--- Instructions for the task ---
Once the line containing "box: [327, 143, 368, 481]" is found in the entries below, reproduce it and every line after it, stopping at and including the line containing "positive clicks: (360, 475) (353, 475)"; reproduce nothing else, and keep each line exact.

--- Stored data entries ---

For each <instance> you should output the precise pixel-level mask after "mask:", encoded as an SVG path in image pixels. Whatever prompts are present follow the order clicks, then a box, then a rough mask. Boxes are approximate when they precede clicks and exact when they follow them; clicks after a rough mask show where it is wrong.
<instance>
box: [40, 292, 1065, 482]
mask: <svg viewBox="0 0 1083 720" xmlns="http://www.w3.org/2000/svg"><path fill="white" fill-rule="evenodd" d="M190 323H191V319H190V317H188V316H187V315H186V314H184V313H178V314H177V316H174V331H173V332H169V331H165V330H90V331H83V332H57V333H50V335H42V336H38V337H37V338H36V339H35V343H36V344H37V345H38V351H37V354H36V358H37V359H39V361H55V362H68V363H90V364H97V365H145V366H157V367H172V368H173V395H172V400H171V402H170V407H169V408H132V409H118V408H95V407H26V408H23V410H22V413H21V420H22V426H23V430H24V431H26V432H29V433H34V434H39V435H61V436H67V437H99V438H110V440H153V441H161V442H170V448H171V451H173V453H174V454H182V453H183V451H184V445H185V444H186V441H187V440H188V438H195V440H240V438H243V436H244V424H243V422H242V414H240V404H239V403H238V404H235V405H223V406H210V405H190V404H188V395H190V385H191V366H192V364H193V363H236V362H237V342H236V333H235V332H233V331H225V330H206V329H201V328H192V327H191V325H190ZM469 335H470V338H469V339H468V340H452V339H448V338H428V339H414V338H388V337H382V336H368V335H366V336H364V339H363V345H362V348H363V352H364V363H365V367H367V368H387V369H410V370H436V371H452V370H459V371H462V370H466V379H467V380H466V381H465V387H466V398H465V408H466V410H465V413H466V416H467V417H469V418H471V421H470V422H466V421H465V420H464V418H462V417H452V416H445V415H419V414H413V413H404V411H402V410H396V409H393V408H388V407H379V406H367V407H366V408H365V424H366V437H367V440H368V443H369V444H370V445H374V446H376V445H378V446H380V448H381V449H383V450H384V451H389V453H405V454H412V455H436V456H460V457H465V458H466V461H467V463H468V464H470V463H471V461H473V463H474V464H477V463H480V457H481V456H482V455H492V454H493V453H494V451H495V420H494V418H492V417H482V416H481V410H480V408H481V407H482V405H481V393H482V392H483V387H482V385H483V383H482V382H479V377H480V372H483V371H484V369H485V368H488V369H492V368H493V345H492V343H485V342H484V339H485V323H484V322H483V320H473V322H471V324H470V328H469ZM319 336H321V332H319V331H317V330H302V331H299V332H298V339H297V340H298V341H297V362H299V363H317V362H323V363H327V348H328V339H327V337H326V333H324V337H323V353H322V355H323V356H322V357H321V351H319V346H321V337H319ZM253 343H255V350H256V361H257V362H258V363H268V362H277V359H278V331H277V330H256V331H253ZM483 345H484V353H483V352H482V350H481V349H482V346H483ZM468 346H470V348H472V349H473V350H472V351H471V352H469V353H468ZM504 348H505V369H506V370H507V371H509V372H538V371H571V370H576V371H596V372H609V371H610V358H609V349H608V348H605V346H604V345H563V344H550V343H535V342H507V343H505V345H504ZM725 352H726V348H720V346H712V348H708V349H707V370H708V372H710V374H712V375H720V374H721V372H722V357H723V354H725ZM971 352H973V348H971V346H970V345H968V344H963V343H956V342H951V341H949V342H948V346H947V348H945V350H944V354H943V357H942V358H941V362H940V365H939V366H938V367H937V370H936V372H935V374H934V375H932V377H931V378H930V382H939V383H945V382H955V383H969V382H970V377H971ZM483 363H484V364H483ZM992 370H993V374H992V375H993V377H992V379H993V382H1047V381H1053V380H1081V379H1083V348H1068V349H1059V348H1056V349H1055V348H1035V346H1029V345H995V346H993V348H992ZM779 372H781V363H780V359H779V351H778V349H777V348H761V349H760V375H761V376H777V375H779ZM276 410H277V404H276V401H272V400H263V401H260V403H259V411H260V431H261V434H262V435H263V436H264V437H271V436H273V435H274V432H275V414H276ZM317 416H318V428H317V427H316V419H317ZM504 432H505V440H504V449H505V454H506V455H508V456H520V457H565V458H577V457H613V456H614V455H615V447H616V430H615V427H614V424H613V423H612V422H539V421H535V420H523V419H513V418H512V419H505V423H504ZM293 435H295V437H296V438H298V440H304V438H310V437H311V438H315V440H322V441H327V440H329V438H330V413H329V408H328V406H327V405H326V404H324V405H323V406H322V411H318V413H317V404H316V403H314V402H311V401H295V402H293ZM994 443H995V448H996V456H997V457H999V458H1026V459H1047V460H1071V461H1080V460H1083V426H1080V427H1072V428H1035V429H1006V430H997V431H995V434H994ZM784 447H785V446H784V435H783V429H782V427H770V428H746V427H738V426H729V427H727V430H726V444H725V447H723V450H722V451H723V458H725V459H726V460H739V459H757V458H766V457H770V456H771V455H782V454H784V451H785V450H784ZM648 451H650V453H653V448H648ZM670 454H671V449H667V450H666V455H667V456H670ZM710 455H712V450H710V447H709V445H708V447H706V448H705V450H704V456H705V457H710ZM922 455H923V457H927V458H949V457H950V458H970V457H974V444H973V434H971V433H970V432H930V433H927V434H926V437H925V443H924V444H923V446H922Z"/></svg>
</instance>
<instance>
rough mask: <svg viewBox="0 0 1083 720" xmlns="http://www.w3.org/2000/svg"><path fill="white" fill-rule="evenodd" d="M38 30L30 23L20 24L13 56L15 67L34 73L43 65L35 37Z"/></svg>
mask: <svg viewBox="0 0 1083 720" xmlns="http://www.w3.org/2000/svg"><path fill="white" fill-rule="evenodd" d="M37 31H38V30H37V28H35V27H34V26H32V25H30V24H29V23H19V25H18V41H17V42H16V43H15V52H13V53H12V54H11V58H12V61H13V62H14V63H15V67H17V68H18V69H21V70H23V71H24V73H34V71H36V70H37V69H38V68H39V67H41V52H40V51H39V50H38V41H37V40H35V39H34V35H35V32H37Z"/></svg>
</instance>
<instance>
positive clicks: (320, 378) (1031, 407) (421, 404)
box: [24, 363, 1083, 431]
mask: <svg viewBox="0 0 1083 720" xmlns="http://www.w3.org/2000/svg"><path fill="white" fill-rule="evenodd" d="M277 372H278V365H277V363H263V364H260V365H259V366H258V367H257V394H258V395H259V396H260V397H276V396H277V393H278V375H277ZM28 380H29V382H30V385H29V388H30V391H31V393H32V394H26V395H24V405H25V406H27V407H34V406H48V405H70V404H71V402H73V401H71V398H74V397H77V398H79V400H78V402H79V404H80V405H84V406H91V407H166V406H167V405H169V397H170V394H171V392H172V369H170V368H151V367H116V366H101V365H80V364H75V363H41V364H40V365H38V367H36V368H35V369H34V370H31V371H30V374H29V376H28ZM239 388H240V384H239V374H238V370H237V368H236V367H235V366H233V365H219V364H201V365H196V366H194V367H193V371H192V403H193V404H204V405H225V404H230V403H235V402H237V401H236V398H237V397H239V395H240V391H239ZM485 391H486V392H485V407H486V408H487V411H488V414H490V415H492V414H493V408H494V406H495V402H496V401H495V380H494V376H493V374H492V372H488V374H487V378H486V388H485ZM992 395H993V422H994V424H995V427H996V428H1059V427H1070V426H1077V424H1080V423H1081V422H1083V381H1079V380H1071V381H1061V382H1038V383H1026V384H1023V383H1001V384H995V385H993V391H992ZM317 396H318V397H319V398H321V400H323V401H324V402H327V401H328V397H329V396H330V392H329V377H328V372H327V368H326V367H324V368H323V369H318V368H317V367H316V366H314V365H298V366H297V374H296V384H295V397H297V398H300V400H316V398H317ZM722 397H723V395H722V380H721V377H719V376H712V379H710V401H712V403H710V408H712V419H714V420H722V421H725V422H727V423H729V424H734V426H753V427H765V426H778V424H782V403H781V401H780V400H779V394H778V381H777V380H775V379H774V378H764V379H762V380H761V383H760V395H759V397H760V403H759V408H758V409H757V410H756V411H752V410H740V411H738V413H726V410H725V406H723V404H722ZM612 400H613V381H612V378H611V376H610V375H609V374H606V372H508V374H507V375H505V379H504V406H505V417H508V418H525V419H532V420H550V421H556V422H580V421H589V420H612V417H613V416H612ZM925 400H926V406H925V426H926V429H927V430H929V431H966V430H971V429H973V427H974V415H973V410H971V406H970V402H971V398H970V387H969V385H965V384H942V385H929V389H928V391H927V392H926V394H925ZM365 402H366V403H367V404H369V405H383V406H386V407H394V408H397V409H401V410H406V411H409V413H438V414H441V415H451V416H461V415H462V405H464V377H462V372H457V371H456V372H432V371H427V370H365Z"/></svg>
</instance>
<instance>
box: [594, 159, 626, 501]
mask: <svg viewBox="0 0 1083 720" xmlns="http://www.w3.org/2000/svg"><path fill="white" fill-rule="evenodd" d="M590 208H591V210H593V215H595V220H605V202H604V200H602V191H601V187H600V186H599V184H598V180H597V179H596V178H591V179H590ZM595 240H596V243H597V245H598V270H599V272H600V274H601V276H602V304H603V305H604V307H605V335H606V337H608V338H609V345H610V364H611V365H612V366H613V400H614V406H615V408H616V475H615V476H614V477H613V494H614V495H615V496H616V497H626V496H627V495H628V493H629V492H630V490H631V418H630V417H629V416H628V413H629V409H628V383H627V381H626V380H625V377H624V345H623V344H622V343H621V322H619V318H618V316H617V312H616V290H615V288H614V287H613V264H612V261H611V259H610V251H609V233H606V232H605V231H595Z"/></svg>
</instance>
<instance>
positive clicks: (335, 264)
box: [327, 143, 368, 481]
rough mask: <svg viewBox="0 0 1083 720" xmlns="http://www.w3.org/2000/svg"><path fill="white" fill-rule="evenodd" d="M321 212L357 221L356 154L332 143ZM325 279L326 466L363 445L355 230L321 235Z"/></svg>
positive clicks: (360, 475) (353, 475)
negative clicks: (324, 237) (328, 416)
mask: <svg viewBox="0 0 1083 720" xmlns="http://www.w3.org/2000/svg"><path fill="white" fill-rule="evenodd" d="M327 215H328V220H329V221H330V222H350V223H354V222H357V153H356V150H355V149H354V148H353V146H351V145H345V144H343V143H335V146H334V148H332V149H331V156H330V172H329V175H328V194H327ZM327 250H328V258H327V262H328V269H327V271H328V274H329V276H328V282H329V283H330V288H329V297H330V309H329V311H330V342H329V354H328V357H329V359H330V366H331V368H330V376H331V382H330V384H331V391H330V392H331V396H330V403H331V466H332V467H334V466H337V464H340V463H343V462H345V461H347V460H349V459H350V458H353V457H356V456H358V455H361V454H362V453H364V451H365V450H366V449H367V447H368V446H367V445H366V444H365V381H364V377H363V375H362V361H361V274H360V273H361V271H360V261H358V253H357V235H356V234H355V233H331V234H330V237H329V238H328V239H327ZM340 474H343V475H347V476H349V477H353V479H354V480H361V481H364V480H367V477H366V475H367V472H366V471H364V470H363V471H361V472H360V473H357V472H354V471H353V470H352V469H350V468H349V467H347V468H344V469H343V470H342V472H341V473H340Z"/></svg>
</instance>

--- Solution for this problem ---
box: [327, 143, 368, 481]
rough mask: <svg viewBox="0 0 1083 720" xmlns="http://www.w3.org/2000/svg"><path fill="white" fill-rule="evenodd" d="M321 212L357 221L356 154L332 143ZM325 279L326 466L363 445L355 230L321 235Z"/></svg>
positive clicks: (360, 475) (353, 475)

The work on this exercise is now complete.